Work order A => Which distinct annotations appear in the TimedTest.java code of the Spring performance-testing post? List each one once.
Work order B => Continue the Spring performance-testing post from the point where it stops.

Document section =>
---

Simple performance testing with Spring

May 18, 2010

Spring's @Timed annotation provides a convenient way to write JUnit tests which fail if they take too long. Consider the example Adder class:

Adder.java:

public class Adder {

    public int add(int num1, int num2) {
        return num1 + num2;
    }

    public int addSlowly(int num1, int num2) throws InterruptedException {
        Thread.sleep(100);
        return num1 + num2;
    }
}

This class is tested using the TimedTest and associated Spring context:

TimedTest.java:

@RunWith(SpringJUnit4ClassRunner.class)
@ContextConfiguration
public class TimedTest {

    @Autowired
    Adder adder;

    @Test
    @Timed(millis = 10)
    public void testAdd() {
        assertEquals(42, adder.add(40, 2));
    }

    @Test
    @Timed(millis = 10)
    public void testAddSlowly() throws InterruptedException {
        assertEquals(42, adder.addSlowly(40, 2));
    }
}

TimedTest-context.xml:

<?xml version="1.0" encoding="UTF-8"?>
<beans xmlns="http://www.springframework.org/schema/beans"

---

(Collected data entries)

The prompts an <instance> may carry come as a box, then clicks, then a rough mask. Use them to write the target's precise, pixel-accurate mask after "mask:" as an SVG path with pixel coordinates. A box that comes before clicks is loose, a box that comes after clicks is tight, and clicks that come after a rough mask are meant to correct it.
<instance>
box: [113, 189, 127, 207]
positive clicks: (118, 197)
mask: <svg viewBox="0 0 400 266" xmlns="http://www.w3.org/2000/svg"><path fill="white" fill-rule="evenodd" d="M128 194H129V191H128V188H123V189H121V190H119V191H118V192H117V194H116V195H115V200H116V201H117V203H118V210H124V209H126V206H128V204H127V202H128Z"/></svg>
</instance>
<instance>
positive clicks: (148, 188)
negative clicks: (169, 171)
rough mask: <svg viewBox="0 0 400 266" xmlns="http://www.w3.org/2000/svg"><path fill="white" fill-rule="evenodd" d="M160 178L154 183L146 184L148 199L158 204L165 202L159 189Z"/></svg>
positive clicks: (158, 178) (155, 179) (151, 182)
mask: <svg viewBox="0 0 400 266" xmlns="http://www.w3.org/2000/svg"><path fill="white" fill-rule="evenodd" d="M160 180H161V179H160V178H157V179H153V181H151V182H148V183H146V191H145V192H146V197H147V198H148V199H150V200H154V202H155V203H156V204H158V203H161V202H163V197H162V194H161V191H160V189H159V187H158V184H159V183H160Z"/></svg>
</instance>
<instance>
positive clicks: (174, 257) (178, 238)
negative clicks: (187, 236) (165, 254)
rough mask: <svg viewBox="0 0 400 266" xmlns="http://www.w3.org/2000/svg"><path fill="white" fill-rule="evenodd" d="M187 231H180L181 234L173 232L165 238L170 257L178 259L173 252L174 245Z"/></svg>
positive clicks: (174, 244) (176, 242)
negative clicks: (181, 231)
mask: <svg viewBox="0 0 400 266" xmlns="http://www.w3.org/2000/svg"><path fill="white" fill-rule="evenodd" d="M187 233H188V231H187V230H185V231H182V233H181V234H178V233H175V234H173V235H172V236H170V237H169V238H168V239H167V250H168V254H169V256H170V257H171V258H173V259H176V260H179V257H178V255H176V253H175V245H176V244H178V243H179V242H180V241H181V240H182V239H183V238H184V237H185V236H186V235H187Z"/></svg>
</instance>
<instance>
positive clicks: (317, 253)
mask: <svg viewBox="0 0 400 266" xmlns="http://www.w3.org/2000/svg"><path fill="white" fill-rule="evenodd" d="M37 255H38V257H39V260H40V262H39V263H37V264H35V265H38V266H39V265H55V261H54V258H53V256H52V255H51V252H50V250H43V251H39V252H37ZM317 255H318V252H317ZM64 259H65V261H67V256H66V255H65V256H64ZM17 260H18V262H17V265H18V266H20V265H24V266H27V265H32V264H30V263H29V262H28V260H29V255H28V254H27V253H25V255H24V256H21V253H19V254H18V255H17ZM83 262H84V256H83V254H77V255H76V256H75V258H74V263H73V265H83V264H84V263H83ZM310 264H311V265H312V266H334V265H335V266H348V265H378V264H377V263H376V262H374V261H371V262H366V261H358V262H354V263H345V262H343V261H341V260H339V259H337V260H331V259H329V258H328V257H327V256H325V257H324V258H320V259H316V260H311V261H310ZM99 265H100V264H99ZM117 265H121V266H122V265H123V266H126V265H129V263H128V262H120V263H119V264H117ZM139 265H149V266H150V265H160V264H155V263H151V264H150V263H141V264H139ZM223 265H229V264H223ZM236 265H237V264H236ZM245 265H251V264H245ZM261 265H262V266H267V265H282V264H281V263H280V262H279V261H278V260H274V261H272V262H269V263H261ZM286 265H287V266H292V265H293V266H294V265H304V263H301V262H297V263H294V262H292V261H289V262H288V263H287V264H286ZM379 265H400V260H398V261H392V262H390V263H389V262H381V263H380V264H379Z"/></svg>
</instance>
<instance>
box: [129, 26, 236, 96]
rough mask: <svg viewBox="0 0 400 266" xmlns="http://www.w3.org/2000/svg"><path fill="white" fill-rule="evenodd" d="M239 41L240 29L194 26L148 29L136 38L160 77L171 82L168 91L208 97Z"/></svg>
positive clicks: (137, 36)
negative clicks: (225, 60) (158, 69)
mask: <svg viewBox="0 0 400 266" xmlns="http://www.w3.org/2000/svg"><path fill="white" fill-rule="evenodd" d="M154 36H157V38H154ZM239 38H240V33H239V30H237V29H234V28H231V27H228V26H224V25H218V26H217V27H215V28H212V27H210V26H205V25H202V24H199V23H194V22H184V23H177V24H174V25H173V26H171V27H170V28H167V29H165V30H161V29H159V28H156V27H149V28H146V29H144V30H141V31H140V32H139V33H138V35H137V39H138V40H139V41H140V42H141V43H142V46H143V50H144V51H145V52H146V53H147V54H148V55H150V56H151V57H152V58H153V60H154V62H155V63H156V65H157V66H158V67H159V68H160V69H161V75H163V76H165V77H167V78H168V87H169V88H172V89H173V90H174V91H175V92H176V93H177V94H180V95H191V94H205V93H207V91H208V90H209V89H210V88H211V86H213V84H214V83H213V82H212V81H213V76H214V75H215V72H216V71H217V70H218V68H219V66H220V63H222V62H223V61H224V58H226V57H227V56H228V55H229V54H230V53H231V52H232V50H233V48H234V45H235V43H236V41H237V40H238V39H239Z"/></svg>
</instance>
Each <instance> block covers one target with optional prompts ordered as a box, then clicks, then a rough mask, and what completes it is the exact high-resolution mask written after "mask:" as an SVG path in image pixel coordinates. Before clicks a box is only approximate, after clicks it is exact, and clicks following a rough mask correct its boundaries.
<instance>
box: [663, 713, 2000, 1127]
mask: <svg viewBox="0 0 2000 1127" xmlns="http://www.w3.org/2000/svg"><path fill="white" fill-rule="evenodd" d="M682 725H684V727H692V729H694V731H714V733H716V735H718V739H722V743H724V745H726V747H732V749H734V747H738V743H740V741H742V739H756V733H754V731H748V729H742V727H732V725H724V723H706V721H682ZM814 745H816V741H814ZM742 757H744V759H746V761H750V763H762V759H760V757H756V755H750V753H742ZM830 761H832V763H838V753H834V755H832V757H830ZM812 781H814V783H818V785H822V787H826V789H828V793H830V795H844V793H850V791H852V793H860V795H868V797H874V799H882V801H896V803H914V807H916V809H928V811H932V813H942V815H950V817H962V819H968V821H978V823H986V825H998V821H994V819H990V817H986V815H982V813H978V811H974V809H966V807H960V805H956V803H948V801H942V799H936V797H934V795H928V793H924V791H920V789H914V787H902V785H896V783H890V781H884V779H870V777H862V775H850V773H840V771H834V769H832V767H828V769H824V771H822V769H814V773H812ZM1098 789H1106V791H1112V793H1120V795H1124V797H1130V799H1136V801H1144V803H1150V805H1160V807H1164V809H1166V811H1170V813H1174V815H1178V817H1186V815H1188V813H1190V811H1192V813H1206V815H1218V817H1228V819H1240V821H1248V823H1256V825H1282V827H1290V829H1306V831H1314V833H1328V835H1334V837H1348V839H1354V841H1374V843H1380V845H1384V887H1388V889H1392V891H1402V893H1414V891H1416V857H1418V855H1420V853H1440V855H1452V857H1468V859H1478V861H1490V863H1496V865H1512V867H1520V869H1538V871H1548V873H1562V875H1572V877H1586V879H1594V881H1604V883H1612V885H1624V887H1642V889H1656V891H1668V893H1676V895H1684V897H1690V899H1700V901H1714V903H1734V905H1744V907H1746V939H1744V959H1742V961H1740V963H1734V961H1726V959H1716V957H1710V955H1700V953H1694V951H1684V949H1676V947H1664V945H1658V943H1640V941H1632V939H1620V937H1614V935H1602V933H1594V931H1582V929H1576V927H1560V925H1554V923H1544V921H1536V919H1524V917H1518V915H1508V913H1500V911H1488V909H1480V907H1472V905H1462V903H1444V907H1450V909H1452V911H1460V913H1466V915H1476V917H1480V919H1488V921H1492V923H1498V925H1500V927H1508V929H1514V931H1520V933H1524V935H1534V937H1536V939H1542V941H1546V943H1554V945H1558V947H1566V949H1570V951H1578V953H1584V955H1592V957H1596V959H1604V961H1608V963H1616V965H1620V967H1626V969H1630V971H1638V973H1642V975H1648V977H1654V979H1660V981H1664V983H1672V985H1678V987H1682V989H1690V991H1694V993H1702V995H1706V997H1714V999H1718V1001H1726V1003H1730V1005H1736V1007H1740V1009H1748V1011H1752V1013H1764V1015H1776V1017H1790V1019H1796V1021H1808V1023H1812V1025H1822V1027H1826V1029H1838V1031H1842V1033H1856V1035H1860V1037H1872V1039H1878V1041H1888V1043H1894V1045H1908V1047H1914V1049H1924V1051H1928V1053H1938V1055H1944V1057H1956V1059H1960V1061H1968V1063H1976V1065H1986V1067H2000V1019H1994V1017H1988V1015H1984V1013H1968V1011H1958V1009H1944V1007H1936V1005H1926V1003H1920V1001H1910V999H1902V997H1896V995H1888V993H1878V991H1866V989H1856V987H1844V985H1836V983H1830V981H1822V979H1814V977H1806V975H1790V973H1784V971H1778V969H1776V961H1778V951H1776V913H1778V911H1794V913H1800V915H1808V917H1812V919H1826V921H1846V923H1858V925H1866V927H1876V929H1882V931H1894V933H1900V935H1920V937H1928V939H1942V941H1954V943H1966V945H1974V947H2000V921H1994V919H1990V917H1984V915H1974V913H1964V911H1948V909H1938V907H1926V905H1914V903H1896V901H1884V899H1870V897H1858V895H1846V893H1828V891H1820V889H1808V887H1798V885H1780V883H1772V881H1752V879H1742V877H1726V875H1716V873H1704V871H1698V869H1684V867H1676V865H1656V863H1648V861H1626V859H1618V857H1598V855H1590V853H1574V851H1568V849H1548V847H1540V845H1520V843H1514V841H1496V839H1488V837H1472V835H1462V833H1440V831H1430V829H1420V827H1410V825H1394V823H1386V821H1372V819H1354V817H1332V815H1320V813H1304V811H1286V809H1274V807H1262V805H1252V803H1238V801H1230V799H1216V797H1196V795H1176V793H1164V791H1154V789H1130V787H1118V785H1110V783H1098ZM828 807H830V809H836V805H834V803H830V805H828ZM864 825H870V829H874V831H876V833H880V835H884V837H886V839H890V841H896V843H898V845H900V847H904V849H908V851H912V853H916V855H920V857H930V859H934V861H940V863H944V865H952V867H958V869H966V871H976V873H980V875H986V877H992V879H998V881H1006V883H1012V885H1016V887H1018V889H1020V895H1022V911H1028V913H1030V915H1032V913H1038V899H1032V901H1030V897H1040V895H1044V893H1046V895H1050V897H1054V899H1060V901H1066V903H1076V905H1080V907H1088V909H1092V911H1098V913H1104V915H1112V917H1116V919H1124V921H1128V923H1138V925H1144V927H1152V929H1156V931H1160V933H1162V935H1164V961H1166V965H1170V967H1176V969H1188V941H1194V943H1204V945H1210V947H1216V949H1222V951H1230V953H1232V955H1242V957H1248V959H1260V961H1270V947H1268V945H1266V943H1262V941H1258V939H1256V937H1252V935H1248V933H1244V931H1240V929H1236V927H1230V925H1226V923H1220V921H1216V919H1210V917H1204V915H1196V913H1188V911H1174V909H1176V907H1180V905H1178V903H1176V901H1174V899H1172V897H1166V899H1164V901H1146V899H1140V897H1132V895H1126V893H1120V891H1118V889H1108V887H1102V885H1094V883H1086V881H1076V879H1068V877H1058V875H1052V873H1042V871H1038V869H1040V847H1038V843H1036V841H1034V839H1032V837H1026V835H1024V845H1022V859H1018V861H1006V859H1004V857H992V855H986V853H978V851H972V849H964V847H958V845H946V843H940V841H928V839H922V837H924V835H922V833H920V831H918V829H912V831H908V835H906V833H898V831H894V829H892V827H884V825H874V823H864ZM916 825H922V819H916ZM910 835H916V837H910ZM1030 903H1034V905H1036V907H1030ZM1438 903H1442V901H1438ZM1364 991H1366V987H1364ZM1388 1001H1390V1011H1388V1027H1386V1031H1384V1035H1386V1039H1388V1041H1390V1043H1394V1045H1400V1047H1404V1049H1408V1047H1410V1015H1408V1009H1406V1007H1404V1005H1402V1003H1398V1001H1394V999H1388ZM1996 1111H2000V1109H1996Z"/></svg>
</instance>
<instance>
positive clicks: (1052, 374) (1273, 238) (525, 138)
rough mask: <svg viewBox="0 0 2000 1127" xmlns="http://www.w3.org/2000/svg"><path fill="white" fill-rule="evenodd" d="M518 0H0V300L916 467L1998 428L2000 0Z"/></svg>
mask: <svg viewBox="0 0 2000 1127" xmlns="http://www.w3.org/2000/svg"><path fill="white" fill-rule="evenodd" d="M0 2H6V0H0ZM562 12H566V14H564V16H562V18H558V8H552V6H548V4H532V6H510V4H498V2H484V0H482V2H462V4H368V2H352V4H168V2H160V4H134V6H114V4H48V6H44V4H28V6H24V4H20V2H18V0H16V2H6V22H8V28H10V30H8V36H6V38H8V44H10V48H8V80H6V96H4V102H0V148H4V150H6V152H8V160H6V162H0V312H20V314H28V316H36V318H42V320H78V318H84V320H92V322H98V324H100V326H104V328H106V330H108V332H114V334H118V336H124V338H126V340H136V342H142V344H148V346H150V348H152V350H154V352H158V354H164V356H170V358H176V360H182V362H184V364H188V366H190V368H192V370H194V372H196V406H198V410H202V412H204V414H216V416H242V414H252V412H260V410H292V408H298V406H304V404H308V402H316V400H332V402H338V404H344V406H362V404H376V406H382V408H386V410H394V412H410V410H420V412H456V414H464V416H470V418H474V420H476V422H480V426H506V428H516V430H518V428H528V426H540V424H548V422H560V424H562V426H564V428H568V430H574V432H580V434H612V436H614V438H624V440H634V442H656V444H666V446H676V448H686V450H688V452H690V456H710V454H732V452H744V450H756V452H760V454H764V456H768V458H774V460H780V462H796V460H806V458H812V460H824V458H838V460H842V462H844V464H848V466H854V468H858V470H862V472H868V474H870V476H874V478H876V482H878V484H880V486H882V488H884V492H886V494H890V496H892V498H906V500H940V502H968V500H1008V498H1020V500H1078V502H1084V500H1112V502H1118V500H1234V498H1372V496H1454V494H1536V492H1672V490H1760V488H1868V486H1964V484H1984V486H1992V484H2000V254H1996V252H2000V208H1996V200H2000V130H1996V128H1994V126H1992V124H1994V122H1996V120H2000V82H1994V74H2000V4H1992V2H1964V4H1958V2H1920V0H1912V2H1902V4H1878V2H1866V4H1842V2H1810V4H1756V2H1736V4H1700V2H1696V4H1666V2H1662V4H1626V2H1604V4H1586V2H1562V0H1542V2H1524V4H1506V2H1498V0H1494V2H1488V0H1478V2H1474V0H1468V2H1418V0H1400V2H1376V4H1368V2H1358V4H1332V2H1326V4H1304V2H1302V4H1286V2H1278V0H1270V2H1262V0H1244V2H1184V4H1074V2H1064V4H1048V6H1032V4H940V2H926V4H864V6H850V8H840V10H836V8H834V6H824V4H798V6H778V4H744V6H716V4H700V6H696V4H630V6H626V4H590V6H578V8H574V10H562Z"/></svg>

---

Task answer A => @RunWith, @ContextConfiguration, @Autowired, @Test, @Timed

Task answer B =>
    xmlns:xsi="http://www.w3.org/2001/XMLSchema-instance"
    xsi:schemaLocation="http://www.springframework.org/schema/beans http://www.springframework.org/schema/beans/spring-beans-3.0.xsd">

    <bean class="Adder" />

</beans>

In TimedTest, the testAddSlowly() test will take over 100 ms to execute. It is annotated with @Timed(millis = 10), which will cause the test to fail if it takes over 10 ms to execute.

Spring's @Timed annotation is similar in behavior to JUnit's @Test(timeout=...) configuration, but differs in that it times the total execution time of a test, including set up, tear down, and applicable repetition.